## Text passage
◇ ◇ ◇ ◇

Studies have therefore turned to identifying biases in risk computations and information processing that might account for developmental differences in risky decision-making. Adolescents have been reported to exhibit similar, if not more, risk aversion relative to adults when risk attitudes are assessed via choices between statistically described gambles [37,38*]. However, a recent meta-analysis by Defoe and colleagues [39*] compiled dozens of studies using a variety of experimental tasks including the Iowa Gambling Task [40], the Balloon Analog Risk Task [41], and the Columbia Card Task (CCT; [42]) and observed reliably heightened rates of risky choices in adolescents compared to adults, with a medium effect size. Analyses of moderating effects showed that tasks in which risk is assessed experientially through immediate gain and loss feedback show the greatest uptick in risky choice in adolescents compared to adults [9,29,42,43]. Additional work has demonstrated that adolescents exhibit increased risk-taking (relative to adults) in situations where risk must be learned through trial and error [29] and in dynamic choice contexts that involve incremental risk-taking (relative to both children and adults) [9,42]. This difference in adolescent risk attitudes across decision contexts echoes the noted discrepancy in adulthood between risky choices made on the basis of personal experience versus formal description [43].

◇ ◇ ◇ ◇

## Work order 1
In the passage on teen risk-taking, why does the way teens handle risk seem to depend on the kind of choice they face? Answer in one to three sentences.
## Work order 2
Carry on the passage on teen risk-taking from its last sentence.
The listing that follows has nothing to do with the passage on teen risk-taking.

## Record set
◇ ◇ ◇ ◇

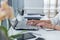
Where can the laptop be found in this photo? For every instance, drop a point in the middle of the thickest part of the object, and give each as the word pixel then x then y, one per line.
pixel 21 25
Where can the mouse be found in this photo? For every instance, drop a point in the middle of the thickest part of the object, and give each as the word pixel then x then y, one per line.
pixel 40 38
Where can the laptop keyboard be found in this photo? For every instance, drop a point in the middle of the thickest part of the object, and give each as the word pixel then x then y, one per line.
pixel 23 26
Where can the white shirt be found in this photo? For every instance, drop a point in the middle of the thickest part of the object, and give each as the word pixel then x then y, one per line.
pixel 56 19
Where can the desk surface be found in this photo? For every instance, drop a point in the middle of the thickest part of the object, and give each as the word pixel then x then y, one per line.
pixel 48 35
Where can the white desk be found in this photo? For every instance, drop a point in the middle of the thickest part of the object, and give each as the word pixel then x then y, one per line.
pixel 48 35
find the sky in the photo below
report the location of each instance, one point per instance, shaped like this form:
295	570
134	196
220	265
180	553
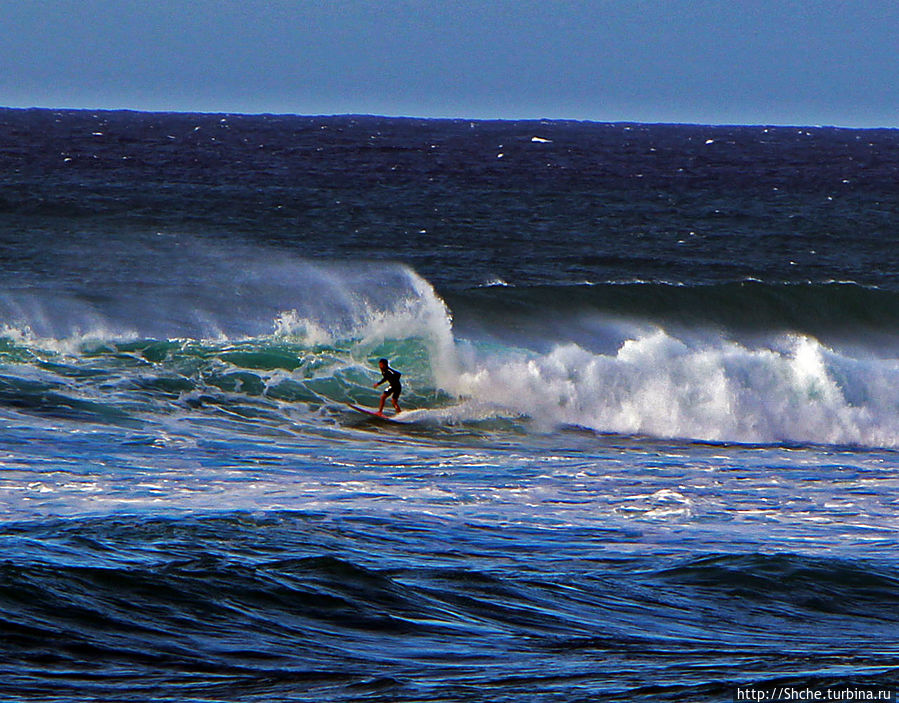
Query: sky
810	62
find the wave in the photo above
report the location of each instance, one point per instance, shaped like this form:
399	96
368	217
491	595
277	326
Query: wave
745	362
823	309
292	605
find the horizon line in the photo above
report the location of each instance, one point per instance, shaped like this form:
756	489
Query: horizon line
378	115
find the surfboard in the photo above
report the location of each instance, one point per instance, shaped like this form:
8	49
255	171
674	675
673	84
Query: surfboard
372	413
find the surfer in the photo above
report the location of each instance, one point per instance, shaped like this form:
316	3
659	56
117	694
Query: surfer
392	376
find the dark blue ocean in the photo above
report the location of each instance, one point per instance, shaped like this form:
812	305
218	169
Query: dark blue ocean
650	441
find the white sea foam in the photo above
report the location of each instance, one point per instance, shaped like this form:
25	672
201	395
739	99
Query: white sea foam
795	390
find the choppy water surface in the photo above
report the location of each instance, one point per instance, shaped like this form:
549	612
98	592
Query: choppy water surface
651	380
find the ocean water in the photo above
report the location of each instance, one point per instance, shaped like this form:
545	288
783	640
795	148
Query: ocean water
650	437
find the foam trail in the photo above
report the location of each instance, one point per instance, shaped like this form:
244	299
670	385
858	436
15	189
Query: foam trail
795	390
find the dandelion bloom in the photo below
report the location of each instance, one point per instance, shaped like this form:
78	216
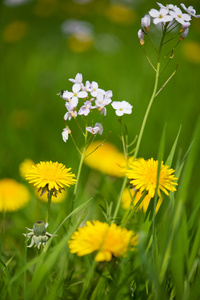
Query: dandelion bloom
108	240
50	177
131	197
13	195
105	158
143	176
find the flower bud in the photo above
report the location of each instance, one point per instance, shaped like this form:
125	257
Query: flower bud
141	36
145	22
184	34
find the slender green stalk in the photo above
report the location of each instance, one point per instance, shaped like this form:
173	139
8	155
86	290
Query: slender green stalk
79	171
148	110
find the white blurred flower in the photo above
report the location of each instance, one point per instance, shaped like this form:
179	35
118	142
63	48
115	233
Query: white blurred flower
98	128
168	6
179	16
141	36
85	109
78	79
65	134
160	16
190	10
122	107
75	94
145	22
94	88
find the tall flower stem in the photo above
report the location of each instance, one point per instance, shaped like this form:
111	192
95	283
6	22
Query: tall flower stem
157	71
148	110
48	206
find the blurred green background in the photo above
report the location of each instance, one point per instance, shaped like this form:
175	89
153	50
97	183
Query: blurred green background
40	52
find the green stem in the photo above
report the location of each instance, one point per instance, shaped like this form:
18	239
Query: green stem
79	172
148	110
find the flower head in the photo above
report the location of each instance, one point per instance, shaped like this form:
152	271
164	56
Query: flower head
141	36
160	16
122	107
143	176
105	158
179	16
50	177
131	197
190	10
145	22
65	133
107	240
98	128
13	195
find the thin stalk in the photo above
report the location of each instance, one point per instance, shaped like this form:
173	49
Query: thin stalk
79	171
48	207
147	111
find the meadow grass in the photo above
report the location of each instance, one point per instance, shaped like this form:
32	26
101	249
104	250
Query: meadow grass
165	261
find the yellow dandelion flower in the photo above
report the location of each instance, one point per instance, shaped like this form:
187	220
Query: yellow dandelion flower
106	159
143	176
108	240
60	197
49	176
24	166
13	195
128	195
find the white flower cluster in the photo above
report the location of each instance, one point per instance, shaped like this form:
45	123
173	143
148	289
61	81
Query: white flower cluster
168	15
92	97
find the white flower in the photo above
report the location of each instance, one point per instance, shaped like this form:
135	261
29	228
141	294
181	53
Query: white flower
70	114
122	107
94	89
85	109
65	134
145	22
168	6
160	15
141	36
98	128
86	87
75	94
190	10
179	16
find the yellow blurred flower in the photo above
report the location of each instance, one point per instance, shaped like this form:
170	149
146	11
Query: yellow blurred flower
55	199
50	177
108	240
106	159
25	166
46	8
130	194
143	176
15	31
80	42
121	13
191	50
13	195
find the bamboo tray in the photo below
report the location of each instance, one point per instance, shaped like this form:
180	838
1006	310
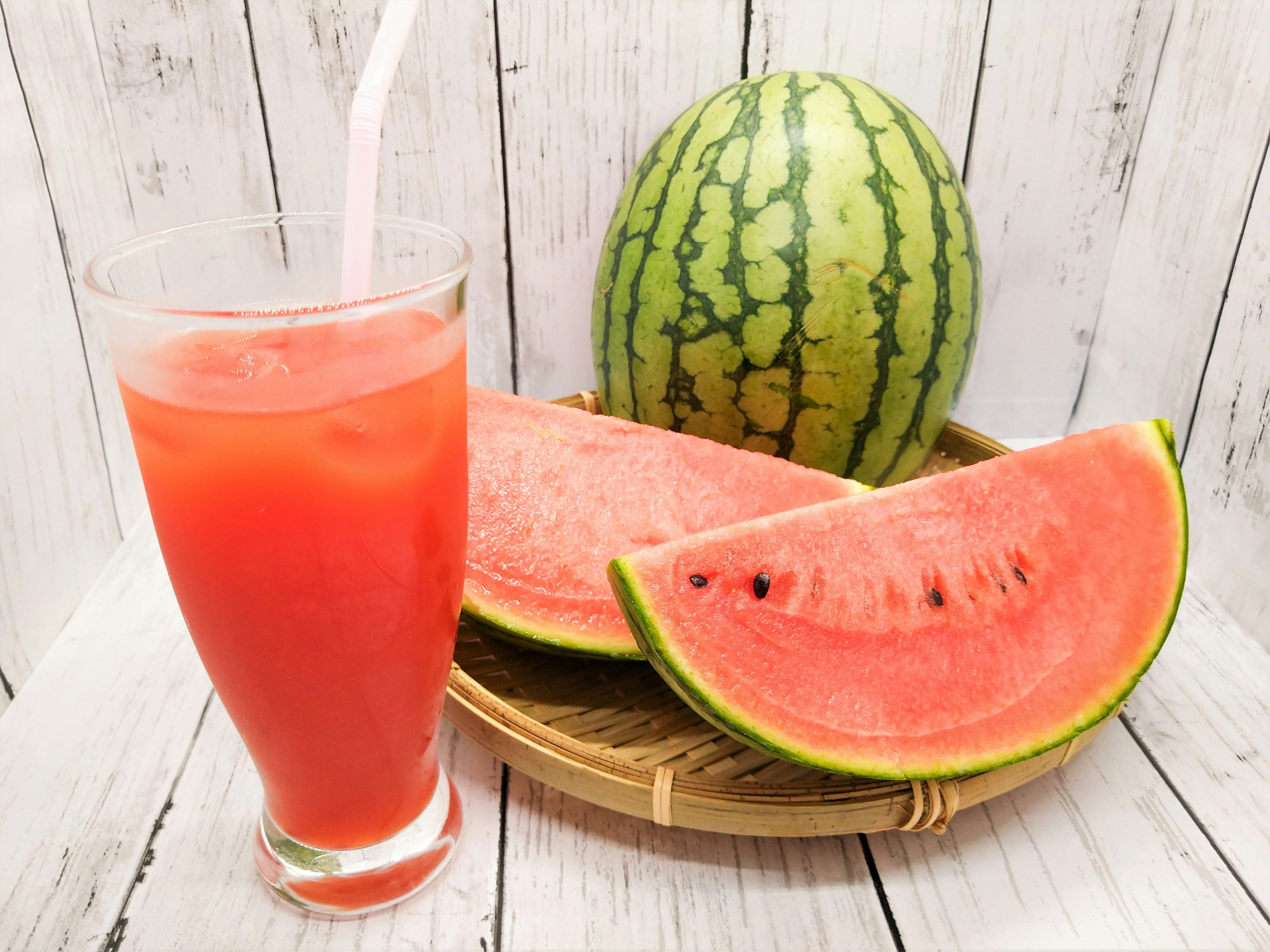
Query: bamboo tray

◇ ◇ ◇ ◇

## Task response 1
When risk is judged by choosing between gambles whose odds are spelled out, teens are as cautious as adults or more so. But in tasks where they feel gains and losses right away, learn the risk by trial and error, or take risks step by step, they make more risky choices than adults.

## Task response 2
Direct comparison of children and adolescents revealed equivalent overall levels of risky choice. However, whether adolescents or children exhibited greater risk-taking varied substantially across tasks, and the distinctions between tasks underlying such differences were not readily apparent. As these preliminary findings are based on the small number of studies that included children within their sample, a more precise characterization of differences in risk-taking in children and adolescents awaits converging findings from additional studies.
In adults, evaluation of risk in decisions has been associated with activity of the lateral prefrontal cortex [44] and insular cortex [45,46]. Few developmental studies to date have decoupled risk from other decision parameters such as subjective value. Van Duijvenvoode and colleagues [47*] conducted an fMRI study using the CCT, a card-based choice task optimized for isolating the influence of trial-by-trial varying risk (i.e., outcome variability) and return (i.e., expected value) on decisions. Both aversion to risk and sensitivity to return increased from childhood to adulthood. Activation in the insular cortex and prefrontal cortex tracking trial-by-trial variation in risk was exaggerated in adolescents relative to children and adults, with adolescents who exhibited greater activation in these regions showing more avoidance of risk. Further work isolating risk from other decision components is needed to clarify how neurodevelopmental shifts in risk tracking relate to adolescents' orientation toward risk, as well as how the manner in which risk is evaluated alters choice.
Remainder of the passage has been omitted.